(Stored items from a collection)

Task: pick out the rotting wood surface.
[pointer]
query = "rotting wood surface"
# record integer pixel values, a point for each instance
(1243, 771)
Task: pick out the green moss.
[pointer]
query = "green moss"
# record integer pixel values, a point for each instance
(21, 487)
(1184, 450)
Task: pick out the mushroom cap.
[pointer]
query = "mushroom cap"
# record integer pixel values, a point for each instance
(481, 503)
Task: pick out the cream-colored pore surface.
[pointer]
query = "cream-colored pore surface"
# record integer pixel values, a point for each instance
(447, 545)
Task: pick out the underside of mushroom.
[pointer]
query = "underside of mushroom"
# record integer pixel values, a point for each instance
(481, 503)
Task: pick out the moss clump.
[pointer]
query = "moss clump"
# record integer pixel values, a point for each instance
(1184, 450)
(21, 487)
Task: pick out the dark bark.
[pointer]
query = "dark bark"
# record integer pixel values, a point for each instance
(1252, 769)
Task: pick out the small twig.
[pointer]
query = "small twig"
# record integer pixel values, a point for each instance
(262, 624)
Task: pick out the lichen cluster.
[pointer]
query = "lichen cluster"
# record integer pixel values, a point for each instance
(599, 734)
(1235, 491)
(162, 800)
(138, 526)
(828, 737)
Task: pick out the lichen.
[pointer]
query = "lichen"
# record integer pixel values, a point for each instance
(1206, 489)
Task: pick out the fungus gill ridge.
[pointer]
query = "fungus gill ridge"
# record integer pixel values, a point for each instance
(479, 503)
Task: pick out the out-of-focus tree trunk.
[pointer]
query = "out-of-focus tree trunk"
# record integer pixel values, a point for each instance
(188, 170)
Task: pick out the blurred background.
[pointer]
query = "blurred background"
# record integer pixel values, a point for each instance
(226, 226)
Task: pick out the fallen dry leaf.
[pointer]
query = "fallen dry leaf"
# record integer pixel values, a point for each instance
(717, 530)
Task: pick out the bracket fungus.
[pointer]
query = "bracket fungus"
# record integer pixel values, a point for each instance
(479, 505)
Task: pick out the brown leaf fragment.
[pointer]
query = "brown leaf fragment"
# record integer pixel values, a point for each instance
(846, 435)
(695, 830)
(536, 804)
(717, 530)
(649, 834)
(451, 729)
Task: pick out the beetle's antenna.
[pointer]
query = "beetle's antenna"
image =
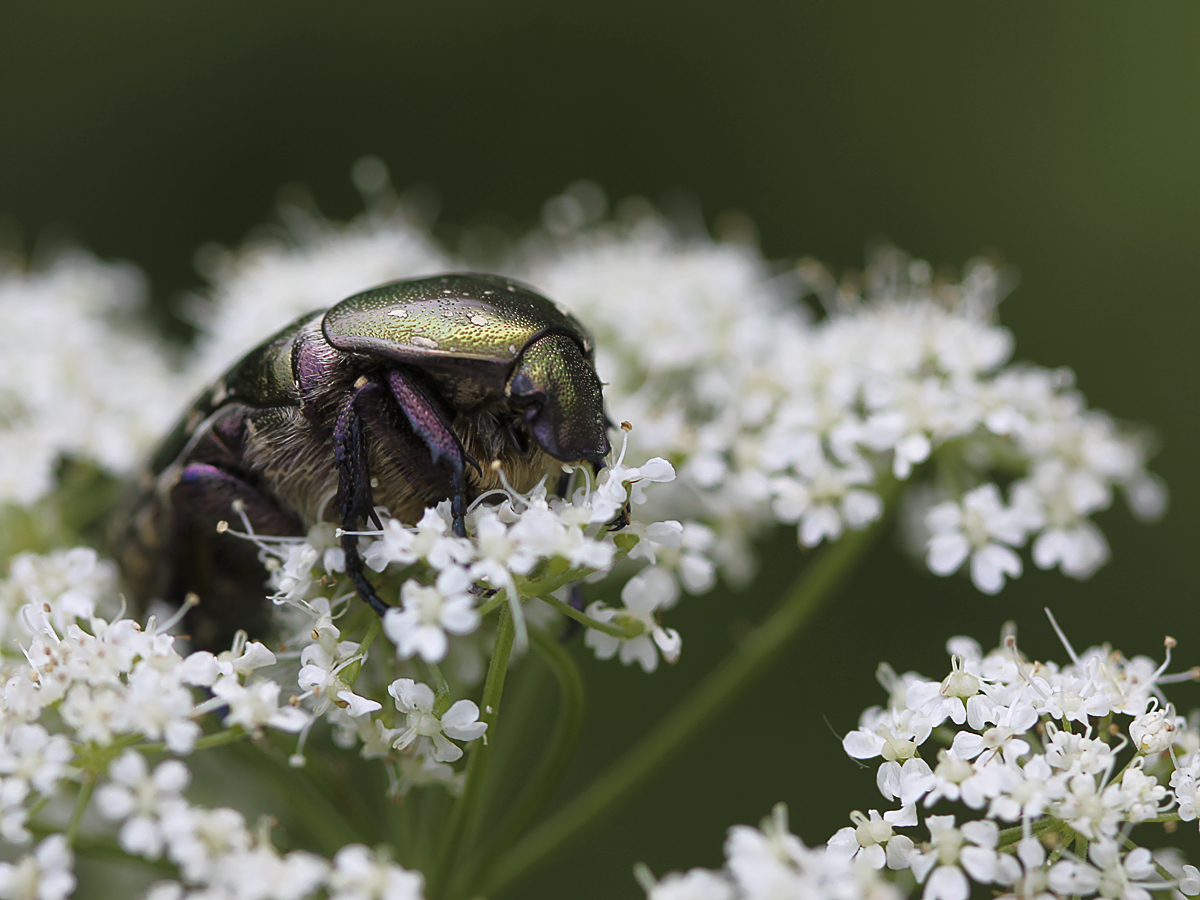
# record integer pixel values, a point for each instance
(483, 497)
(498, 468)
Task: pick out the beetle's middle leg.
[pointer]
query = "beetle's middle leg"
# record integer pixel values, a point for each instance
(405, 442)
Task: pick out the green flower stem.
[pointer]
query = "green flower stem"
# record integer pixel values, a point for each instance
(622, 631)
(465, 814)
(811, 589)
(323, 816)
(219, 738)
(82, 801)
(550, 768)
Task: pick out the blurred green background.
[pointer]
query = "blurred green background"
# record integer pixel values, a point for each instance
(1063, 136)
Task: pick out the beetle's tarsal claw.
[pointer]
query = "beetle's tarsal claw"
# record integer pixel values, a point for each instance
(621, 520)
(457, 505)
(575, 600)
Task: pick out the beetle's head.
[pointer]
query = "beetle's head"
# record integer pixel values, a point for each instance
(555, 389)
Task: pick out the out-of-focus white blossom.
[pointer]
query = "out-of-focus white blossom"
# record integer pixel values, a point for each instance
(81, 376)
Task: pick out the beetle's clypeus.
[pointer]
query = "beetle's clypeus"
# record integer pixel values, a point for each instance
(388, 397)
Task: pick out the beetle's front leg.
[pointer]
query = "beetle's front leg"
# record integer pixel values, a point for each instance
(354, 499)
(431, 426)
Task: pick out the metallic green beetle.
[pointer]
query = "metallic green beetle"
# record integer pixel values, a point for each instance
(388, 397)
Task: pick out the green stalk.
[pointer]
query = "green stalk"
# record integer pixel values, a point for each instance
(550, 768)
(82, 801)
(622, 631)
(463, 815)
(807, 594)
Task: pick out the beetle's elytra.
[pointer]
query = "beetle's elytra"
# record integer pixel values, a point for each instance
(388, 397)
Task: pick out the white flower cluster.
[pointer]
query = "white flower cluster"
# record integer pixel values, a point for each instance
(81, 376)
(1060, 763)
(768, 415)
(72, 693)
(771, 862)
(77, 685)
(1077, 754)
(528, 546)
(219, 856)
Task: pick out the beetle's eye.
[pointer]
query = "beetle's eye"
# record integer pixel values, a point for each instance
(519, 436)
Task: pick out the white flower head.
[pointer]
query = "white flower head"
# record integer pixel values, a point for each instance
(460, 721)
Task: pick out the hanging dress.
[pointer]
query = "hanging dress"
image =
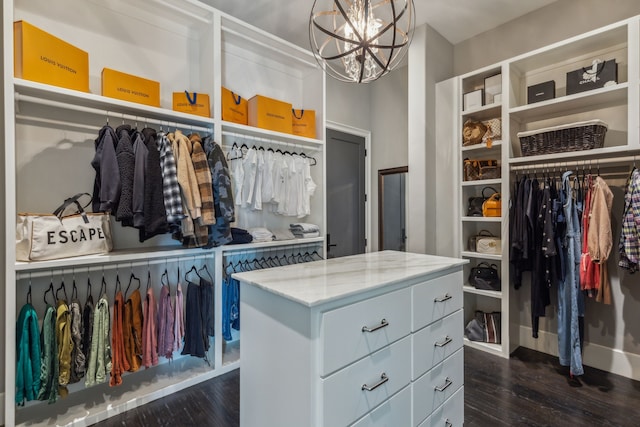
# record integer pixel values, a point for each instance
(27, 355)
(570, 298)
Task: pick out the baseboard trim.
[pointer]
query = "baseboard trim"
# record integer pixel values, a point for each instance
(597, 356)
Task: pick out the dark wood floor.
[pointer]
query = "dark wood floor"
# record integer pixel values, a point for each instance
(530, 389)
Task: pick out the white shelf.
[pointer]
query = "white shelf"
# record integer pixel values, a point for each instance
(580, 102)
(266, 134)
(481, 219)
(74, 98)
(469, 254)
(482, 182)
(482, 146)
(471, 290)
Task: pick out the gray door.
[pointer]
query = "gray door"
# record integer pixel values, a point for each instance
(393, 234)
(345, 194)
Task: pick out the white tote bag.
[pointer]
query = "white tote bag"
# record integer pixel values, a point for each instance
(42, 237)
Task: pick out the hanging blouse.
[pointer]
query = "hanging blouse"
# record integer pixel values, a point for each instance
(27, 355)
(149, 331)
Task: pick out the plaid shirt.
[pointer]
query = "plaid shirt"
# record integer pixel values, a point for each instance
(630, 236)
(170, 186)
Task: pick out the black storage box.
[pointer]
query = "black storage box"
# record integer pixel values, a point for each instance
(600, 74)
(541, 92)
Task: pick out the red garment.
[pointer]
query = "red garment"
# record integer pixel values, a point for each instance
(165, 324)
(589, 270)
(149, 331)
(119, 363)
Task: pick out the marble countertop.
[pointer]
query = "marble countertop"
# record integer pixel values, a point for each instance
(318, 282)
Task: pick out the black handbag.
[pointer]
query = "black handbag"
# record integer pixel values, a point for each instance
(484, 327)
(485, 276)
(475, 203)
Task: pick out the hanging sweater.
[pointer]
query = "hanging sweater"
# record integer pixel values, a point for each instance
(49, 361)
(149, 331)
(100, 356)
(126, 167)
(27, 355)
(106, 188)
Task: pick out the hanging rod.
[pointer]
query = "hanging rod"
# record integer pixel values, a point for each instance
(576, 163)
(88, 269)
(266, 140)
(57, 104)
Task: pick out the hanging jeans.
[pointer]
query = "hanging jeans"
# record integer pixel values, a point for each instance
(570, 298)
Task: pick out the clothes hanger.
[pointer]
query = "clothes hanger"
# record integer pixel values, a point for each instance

• _Task prompt_: Write every record out again exactly; no pictures belong in the copy.

• _Correct output_:
Task: pick out the rotting wood surface.
[pointer]
query = "rotting wood surface"
# record integer pixel values, a point for each instance
(1243, 771)
Task: pick out the green moss.
[pointer]
query = "green moss"
# record integer pixel values, a point for each instance
(21, 487)
(1184, 450)
Task: pick out the mushroom cap.
[pointer]
query = "mushroom cap"
# record integer pixel values, a point for each instance
(481, 503)
Task: pick out the cream-colored pore surface.
[pointer]
query = "cream-colored pore surface"
# record integer pixel values, a point for each instance
(447, 545)
Task: pick out the underside of mushroom.
[pointer]
query = "underside of mushroom"
# record integer pixel values, a point for each instance
(481, 503)
Task: pick out the moss clump.
[pointer]
query = "moss clump"
# record integer pixel values, a point for each instance
(1184, 450)
(21, 487)
Task: pick out the dark bark.
[pointer]
query = "dark bark"
# record integer pixel values, a point for each instance
(1252, 769)
Task: pick out the small twig.
[pointer]
query = "small twig"
# record integer pixel values, a point for each instance
(262, 624)
Task: pick out the lichen cluster.
[pointer]
query = "lichen cluster"
# record integer pixel values, a point for each instance
(599, 734)
(1235, 491)
(162, 800)
(138, 526)
(828, 737)
Task: pick out the lichen.
[pointer]
query = "lichen"
# record integer pixel values, a point for each instance
(1206, 489)
Task: pick out the fungus gill ridge.
[pointer]
query = "fungus gill ridge"
# record integer pixel values, a point for each instance
(479, 503)
Task: pick out the out-of-focus tree trunk.
[pointer]
query = "out-of-focus tree trunk"
# record integer pixel values, a point for each instance
(188, 170)
Task: pick out the blurred background.
[pointer]
query = "blurred background"
# record integer pixel values, a point for each instance
(226, 226)
Task: pick out the fallen dry leaf.
[pointer]
query = "fallen dry leaf"
# record integer pixel values, a point for each instance
(717, 530)
Task: pick out the bracket fungus.
[pointer]
query = "bracket fungus"
# record integer pixel values, a point for each instance
(479, 505)
Task: pick out the brown leaf fragment.
[pointer]
query = "brown leaf fragment"
# record integer pixel values, a point for each instance
(846, 435)
(695, 830)
(536, 804)
(717, 530)
(649, 834)
(451, 729)
Task: pick out the beetle's antenna.
[pointer]
query = "beetle's antenna"
image =
# record integer pixel values, a point for each instance
(483, 497)
(498, 468)
Task: pick out the beetle's middle leg.
[pointer]
query = "beetle's middle leg"
# record integer pixel values, a point for each instance
(405, 442)
Task: pick out the green flower stem.
[pointer]
query = "green flower stem"
# record integer pixel values, a point for each instance
(622, 631)
(465, 814)
(811, 589)
(323, 816)
(219, 738)
(82, 801)
(550, 768)
Task: pick out the blurred green background.
[pointer]
query = "blurred green background"
# record integer pixel values, a point for each instance
(1063, 136)
Task: pick out the beetle's tarsal claw.
[pointer]
query = "beetle's tarsal claw"
# record integer pixel values, a point for each instance
(621, 520)
(457, 505)
(575, 600)
Task: pick out the beetle's head.
[pointer]
query = "beetle's head"
# record integer pixel values, a point for each instance
(555, 389)
Task: pick out the out-of-focus white blossom.
[pointer]
query = "out-of-focus white blossom"
# record integer pixel values, a point for each instance
(81, 376)
Task: pick out the beetle's clypeus.
[pointer]
query = "beetle's clypeus"
# record integer pixel values, a point for each instance
(388, 397)
Task: pick out the beetle's front leg.
[pointer]
query = "beetle's front leg"
# record integer pixel values, a point for each instance
(354, 499)
(431, 426)
Task: pick out the metallic green beetle.
[pointer]
query = "metallic green beetle"
# record integer pixel values, a point for each instance
(388, 397)
Task: pick out the green stalk.
[pointer]
query = "green stalk"
# record integer pixel values, a point for each instance
(550, 768)
(82, 801)
(622, 631)
(463, 815)
(807, 594)
Task: pick out the beetle's elytra.
[pointer]
query = "beetle's elytra"
# record integer pixel values, a point for each instance
(388, 397)
Task: pick out the white flower cluster.
[pointer]
query = "white flower cluster"
# record integer pixel values, a point for each instance
(81, 376)
(1060, 763)
(768, 415)
(72, 693)
(771, 862)
(77, 685)
(1077, 754)
(528, 546)
(219, 856)
Task: pick out the beetle's eye.
[pointer]
query = "beetle's eye"
# record integer pixel values, a point for each instance
(519, 436)
Task: pick out the white flower head.
[pointer]
query = "white flower head"
# record integer pixel values, a point for each instance
(460, 721)
Task: pick out the hanging dress.
[pointer]
query = "hanging dress"
image =
# record integer pixel values, a point for each instance
(27, 355)
(570, 298)
Task: pick out the baseboard trim.
[pointer]
query = "baseboard trim"
# record integer pixel values, a point for each instance
(597, 356)
Task: pick out the dark wood floor.
[pointer]
query = "dark wood floor"
# record integer pixel values, a point for each instance
(530, 389)
Task: pick out the white shelf.
[pointer]
query = "white shelf"
# record integer pixel values, a point for each instance
(580, 102)
(266, 134)
(481, 219)
(74, 98)
(469, 254)
(482, 182)
(482, 146)
(471, 290)
Task: pick out the gray door.
[pointer]
query = "gray door"
# record integer pixel values, a point for each instance
(393, 234)
(345, 194)
Task: pick out the white tote bag.
[pointer]
query = "white tote bag"
# record integer pixel values, a point for each instance
(42, 237)
Task: pick out the hanging blouse.
[pointer]
query = "hanging blouse"
# record integer pixel values, a point for each instance
(27, 355)
(149, 331)
Task: pick out the plaid shirt.
[pointer]
query = "plaid shirt"
# record integer pixel values, a point for each instance
(630, 236)
(170, 186)
Task: pick out the black storage box.
[pointer]
query = "black storage box"
# record integer pixel values, a point for each instance
(600, 74)
(541, 92)
Task: pick out the red garment.
[pointer]
query = "red garment"
# record integer pixel values, a point for each instance
(165, 324)
(589, 270)
(149, 331)
(119, 363)
Task: pick out the marble countertop.
[pointer]
query = "marble countertop"
# record integer pixel values, a point for each instance
(318, 282)
Task: pick out the black handbag.
[pointer]
query = "black handbag"
# record integer pixel values, a point for each instance
(484, 327)
(485, 276)
(475, 203)
Task: pick out the hanging sweater.
[pointer]
query = "hanging sweater"
# record integer pixel values, a point for each instance
(49, 361)
(149, 331)
(100, 356)
(126, 167)
(27, 355)
(106, 188)
Task: pick out the hanging rod.
[pointer]
query = "hanging rod"
# record integer pixel values, a point for each instance
(576, 163)
(88, 269)
(266, 140)
(57, 104)
Task: pick out the hanging jeans.
[pointer]
query = "hanging jeans"
# record integer pixel values, a point for each instance
(570, 298)
Task: pick out the clothes hanger.
[pointer]
query = "clothes hanger"
# record integer pixel values, a point for each instance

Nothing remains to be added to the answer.